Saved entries
──────

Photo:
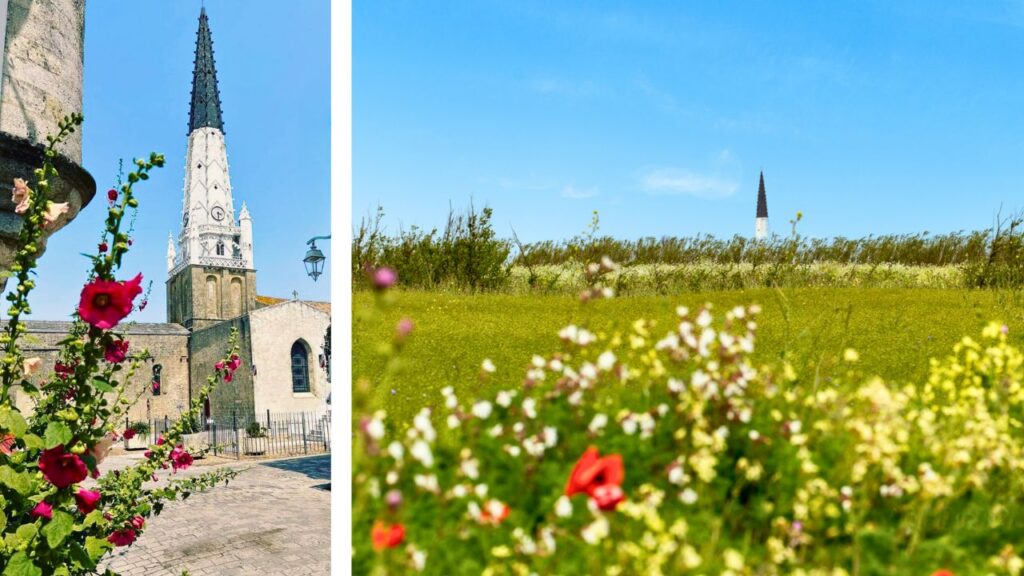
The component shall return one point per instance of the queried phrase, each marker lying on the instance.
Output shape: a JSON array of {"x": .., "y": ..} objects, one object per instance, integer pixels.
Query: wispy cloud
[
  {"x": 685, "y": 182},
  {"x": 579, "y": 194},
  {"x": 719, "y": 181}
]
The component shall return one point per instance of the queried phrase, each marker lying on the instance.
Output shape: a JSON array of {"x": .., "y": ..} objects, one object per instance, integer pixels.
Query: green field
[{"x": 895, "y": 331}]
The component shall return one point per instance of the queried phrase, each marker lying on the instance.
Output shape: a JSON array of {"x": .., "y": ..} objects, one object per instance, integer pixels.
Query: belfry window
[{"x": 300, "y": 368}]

──────

Task objective:
Pictures are to be left out, while the records are copied word for word.

Expected answer:
Photo:
The component shall return one point per instance of the queried phrase, each marker lying on the instance.
Output shape: a JSON array of {"x": .., "y": ..} objects, one object per instance, integer pixels.
Query: wispy cloud
[
  {"x": 685, "y": 182},
  {"x": 579, "y": 194},
  {"x": 719, "y": 181}
]
The component shall return one point per instance of the queried phrase, each marker lying on the instance.
Output shape: a JSON array of {"x": .., "y": ..} objects, one object per instance, integer pixels.
Query: green field
[{"x": 895, "y": 331}]
The component shall return one point per instance of the queried phrase, each marker lying on the instance.
Output shape: a JSON array of {"x": .., "y": ..} objects, one object per instance, integer pixels.
Query: belfry window
[{"x": 300, "y": 368}]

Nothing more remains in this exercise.